> **TASK INSTRUCTIONS**: Copy the linked data passage word for word, covering everything from "That is the dream" down to "your blog content.)".

> **GIVEN PASSAGE**:
That is the dream of linked data – to enable machines to recognise an entity wherever it is mentioned on the world wide web.

So what does it require of us as a web publisher or as a designer of a system for generating online data? Any time we publish a chunk of web content, we should bundle in with the publication a set of pointers to relevant places, times, people and organisations associated with the entities mentioned in that content. In this way, we forge a link between our mention of Captain James Cook and all his other mentions elsewhere on the web. Tools for doing this do exist, but they remain curiously rare. (Try searching for a WordPress plugin that adds linked data to your blog content.)

But actually, identity-tracking is only one part of the LOD dream; there are many kinds of relationships other than ‘is the same as’. Imagine if there was a universally comprehensible language for describing the various relationships one entity has with other entities.

(Saved entries)

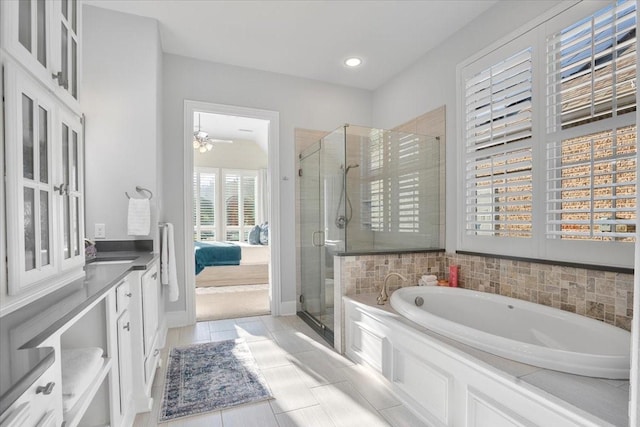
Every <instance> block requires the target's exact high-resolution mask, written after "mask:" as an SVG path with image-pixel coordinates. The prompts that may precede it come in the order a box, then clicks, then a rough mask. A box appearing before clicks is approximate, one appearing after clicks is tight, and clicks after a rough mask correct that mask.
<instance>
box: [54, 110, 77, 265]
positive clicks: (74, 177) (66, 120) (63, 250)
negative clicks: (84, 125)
mask: <svg viewBox="0 0 640 427" xmlns="http://www.w3.org/2000/svg"><path fill="white" fill-rule="evenodd" d="M60 118H61V120H60V129H59V132H60V147H59V152H60V163H61V165H62V168H61V180H60V183H59V184H60V185H59V186H57V187H56V188H57V194H58V195H59V196H60V197H59V200H60V203H61V207H60V208H59V211H60V212H61V215H60V222H61V224H60V230H61V231H62V238H61V239H60V242H61V243H62V248H61V251H60V253H61V256H62V264H63V266H62V267H63V268H67V267H68V266H72V265H78V264H80V265H81V264H83V263H84V234H83V230H84V219H83V217H84V216H83V215H82V206H83V188H82V186H83V183H82V179H81V177H82V176H83V171H82V165H83V164H84V162H83V154H84V150H83V144H82V124H81V122H80V119H79V118H77V117H75V116H73V115H71V114H68V113H64V112H61V114H60Z"/></svg>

> **SOLUTION TO THIS EXERCISE**:
That is the dream of linked data – to enable machines to recognise an entity wherever it is mentioned on the world wide web.

So what does it require of us as a web publisher or as a designer of a system for generating online data? Any time we publish a chunk of web content, we should bundle in with the publication a set of pointers to relevant places, times, people and organisations associated with the entities mentioned in that content. In this way, we forge a link between our mention of Captain James Cook and all his other mentions elsewhere on the web. Tools for doing this do exist, but they remain curiously rare. (Try searching for a WordPress plugin that adds linked data to your blog content.)